» **Problem statement**
Tally the lines below that contain "target" and reply with only the tally.

» **Data records**
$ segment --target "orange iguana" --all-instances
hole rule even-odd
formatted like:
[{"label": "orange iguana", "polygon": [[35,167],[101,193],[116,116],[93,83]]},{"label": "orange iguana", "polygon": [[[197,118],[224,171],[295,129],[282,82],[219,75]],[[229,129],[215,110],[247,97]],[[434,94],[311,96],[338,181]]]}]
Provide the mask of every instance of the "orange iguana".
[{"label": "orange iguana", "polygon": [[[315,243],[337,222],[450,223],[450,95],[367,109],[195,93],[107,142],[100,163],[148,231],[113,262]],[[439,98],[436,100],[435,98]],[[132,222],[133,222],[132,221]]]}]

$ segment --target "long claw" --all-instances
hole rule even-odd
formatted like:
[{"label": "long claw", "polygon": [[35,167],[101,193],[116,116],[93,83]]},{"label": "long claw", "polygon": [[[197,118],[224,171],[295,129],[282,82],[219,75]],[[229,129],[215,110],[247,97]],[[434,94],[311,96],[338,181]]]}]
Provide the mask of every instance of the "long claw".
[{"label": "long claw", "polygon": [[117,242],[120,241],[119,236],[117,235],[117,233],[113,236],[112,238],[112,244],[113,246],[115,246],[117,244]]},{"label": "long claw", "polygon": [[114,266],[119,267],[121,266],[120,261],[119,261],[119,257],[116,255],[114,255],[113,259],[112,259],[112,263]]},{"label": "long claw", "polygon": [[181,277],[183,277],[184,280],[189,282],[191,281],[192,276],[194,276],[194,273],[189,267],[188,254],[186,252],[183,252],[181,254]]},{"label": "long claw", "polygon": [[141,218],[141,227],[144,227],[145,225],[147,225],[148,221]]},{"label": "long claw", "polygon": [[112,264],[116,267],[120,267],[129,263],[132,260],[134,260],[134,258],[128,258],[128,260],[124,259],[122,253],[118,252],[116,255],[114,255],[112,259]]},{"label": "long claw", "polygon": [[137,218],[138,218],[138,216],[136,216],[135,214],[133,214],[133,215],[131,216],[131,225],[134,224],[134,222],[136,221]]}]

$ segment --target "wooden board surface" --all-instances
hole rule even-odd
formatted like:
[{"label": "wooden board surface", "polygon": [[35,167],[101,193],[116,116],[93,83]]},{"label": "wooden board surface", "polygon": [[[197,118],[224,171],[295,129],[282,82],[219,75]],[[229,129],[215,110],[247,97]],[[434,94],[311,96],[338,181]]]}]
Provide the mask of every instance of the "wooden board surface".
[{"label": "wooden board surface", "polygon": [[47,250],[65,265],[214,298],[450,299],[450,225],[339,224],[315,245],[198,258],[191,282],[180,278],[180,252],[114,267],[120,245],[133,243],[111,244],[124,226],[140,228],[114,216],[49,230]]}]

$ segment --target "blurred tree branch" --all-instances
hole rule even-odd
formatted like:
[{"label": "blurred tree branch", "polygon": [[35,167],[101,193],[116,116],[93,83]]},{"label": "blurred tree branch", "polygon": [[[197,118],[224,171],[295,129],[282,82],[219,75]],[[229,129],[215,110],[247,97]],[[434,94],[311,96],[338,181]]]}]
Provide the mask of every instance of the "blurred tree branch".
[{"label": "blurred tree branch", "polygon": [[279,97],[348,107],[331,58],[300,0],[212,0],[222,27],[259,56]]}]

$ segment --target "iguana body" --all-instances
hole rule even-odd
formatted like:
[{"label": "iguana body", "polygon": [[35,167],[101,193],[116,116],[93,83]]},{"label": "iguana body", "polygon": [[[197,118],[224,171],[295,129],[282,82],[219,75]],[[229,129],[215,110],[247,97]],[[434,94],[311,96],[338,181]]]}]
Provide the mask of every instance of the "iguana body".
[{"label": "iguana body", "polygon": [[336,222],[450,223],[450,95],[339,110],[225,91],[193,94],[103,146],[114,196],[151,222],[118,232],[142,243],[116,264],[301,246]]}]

» **Written reply**
5